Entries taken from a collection
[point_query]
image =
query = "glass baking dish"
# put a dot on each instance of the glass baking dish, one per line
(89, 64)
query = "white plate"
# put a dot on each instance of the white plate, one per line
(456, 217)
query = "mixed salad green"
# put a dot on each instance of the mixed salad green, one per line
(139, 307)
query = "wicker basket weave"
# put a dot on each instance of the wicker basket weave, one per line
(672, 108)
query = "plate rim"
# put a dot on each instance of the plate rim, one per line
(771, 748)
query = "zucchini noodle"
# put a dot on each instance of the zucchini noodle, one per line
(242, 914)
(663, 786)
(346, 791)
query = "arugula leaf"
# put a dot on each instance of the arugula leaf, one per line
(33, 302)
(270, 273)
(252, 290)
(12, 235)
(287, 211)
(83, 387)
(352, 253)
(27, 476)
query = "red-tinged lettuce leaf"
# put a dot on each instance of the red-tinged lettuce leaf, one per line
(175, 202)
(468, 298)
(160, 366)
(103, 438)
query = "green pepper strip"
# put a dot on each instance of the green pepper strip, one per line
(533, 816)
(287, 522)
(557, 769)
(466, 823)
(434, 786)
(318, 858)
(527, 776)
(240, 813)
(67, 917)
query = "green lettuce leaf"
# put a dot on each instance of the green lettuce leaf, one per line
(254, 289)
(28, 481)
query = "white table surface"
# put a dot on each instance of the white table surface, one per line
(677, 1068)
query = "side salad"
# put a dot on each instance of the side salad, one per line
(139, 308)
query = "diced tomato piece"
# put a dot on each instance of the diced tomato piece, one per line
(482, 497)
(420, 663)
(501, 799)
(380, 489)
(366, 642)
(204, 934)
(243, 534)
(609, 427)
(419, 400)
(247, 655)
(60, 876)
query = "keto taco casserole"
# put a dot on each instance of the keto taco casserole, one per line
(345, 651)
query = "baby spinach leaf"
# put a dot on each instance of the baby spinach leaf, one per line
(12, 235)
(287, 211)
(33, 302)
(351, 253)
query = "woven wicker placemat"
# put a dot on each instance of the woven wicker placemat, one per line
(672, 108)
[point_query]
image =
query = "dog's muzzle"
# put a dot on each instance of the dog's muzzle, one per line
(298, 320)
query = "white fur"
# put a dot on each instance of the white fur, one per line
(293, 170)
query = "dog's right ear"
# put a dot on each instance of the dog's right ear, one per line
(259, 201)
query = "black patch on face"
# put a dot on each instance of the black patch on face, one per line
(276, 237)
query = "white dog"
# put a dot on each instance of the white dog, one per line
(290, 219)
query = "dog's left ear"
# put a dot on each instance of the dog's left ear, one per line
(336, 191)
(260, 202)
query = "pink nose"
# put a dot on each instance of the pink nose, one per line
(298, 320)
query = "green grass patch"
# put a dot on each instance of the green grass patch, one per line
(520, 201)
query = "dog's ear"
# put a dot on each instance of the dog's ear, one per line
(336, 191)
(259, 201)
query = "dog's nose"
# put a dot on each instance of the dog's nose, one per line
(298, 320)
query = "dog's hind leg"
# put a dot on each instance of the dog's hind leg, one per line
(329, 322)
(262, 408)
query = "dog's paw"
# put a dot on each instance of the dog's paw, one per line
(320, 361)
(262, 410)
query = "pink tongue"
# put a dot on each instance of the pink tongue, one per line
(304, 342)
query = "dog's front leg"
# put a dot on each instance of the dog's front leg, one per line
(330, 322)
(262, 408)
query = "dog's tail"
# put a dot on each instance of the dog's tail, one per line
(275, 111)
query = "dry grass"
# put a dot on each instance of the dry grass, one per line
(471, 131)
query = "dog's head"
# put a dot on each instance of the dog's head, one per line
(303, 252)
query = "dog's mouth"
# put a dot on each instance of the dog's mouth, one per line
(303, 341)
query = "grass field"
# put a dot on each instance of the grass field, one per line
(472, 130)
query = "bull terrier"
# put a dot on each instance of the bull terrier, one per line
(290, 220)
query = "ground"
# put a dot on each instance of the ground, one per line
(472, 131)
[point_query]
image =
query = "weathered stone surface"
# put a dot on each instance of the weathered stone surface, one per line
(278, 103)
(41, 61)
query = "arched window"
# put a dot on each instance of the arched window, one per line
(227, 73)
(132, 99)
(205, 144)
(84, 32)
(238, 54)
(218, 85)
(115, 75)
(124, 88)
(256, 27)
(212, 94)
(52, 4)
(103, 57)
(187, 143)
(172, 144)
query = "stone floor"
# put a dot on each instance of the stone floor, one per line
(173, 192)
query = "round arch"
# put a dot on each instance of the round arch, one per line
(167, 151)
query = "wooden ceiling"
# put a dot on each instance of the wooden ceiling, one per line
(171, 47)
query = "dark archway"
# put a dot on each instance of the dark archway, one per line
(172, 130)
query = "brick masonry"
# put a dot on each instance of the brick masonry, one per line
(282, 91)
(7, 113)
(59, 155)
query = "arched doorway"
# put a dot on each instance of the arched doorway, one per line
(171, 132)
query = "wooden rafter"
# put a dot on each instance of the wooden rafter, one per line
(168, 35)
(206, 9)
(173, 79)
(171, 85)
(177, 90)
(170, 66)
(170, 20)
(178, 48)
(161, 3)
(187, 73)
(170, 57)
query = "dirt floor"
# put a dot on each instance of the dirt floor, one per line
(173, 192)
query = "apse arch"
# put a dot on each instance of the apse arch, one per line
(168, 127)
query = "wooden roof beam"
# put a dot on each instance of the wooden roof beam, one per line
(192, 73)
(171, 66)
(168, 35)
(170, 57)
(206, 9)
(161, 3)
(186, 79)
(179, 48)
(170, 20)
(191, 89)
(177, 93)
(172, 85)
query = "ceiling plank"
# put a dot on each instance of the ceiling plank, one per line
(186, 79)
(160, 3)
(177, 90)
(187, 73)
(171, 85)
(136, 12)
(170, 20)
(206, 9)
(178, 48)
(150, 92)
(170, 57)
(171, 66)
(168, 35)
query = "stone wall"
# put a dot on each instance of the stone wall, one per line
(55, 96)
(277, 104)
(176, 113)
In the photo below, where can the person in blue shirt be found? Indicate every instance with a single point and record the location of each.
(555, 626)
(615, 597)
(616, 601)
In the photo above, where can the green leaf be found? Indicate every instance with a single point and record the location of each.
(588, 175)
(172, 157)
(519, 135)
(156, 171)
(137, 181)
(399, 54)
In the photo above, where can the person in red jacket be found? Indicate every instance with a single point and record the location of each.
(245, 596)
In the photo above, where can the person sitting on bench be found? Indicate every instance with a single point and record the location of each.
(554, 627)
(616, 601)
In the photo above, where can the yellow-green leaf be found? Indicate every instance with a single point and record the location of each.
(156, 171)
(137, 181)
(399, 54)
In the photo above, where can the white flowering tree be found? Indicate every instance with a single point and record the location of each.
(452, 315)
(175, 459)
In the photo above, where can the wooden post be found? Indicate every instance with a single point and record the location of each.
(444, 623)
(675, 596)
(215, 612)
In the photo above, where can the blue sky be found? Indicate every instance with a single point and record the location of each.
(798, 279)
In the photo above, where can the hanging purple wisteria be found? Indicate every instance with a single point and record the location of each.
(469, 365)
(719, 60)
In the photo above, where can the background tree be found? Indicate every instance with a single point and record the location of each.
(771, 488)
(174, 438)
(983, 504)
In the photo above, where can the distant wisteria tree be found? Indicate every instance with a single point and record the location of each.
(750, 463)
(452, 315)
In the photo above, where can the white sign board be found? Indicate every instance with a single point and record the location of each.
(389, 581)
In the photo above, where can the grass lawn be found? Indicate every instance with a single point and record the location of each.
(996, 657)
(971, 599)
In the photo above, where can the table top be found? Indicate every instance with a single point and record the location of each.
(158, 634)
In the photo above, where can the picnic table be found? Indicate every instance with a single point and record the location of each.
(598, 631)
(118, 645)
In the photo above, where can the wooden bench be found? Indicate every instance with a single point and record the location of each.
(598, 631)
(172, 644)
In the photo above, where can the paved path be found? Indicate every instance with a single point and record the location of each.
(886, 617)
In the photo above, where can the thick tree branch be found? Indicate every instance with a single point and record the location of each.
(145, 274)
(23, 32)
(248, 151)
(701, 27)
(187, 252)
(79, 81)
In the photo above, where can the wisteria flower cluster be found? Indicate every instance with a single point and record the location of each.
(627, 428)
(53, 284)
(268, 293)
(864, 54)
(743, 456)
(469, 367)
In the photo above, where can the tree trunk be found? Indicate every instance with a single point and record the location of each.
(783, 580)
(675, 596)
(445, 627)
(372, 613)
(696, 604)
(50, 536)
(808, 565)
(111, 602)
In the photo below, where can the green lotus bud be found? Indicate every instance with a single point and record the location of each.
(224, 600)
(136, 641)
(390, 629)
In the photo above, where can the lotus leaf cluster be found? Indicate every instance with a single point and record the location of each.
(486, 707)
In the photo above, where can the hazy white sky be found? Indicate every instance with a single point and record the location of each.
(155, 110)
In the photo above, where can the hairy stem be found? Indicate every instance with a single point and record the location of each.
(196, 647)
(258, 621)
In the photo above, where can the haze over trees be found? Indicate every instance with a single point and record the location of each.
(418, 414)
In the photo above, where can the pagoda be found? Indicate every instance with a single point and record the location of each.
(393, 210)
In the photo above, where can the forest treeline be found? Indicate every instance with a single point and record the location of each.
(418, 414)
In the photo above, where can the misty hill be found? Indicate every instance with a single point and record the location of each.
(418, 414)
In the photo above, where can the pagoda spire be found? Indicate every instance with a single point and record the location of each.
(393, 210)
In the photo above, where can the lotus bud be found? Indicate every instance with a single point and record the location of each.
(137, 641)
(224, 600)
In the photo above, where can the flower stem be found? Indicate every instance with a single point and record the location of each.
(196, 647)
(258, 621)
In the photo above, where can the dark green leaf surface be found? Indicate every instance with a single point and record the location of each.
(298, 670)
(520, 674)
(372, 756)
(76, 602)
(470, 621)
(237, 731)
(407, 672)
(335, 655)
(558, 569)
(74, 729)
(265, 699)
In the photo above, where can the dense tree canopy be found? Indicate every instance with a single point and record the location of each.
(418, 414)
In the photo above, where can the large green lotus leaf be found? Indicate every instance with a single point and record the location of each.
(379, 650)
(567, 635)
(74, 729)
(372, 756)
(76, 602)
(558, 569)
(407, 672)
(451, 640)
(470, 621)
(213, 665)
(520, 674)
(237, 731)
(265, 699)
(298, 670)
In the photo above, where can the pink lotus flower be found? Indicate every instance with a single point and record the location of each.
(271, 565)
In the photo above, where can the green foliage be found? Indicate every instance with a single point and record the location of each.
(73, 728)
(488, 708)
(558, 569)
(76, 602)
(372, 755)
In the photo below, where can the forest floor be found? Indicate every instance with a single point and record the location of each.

• _WHAT TO WORK ON_
Starting with the line that contains "In the photo above, where can the pink", print every line through the end of the entries above exactly as written, both boundary lines included, and nothing else.

• _SOLUTION TO THE EXERCISE_
In the photo above, where can the pink lotus flower be found? Indicate every instance with a single point and record the location of each.
(271, 565)
In the photo above, where can the green foliage be found? Indicate every instance with a single point and record the location of each.
(73, 728)
(488, 708)
(558, 569)
(76, 602)
(372, 755)
In the photo below, where can the forest floor be found? Indicate every instance with a single point and record the location of each.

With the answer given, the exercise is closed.